Page excerpt:
»»

Bonded labour growing in worst forms

ISLAMABAD, Feb 3: Bonded labour is “a growing phenomenon’ in Pakistan despite a stream of official committees, policies and funds, according to an International Labour Organization (ILO) official.

“We have the resources to abolish bonded labour. But this problem of modern day slavery is growing, taking new and worst forms like commercial sexual exploitation,” Mr Tauqir Shah told a seminar on “Women in Bondage” organised by Mehergarh NGO here on Saturday.

Oppressive treatment of domestic servants in urban centres was another problem, he added.

What disturbed Mr Shah, who is ILO adviser to the Ministry of Labours on the problem, was that the problem is not mainstreamed into larger human rights issues.

“Politicians, middle class, poets, writers and media are not highlighting bonded labour as one of the major evils of the Pakistani society. Since 1992 till today, only 16 cases of bonded labour have been registered,” he said.

He said the Bonded Labour Fund of Rs100 million established by the late Minister of Labour and Manpower, Omar Asghar Khan, five years ago had not been properly utilised. And the government was committed only in theory.

««

Problem details:
Copy the passage of the bonded labour article from "ISLAMABAD, Feb 3: Bonded" to "human rights issues." word for word.

Material:
»»

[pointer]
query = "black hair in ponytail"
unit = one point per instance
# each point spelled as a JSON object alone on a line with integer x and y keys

««

Written reply:
ISLAMABAD, Feb 3: Bonded labour is “a growing phenomenon’ in Pakistan despite a stream of official committees, policies and funds, according to an International Labour Organization (ILO) official.

“We have the resources to abolish bonded labour. But this problem of modern day slavery is growing, taking new and worst forms like commercial sexual exploitation,” Mr Tauqir Shah told a seminar on “Women in Bondage” organised by Mehergarh NGO here on Saturday.

Oppressive treatment of domestic servants in urban centres was another problem, he added.

What disturbed Mr Shah, who is ILO adviser to the Ministry of Labours on the problem, was that the problem is not mainstreamed into larger human rights issues.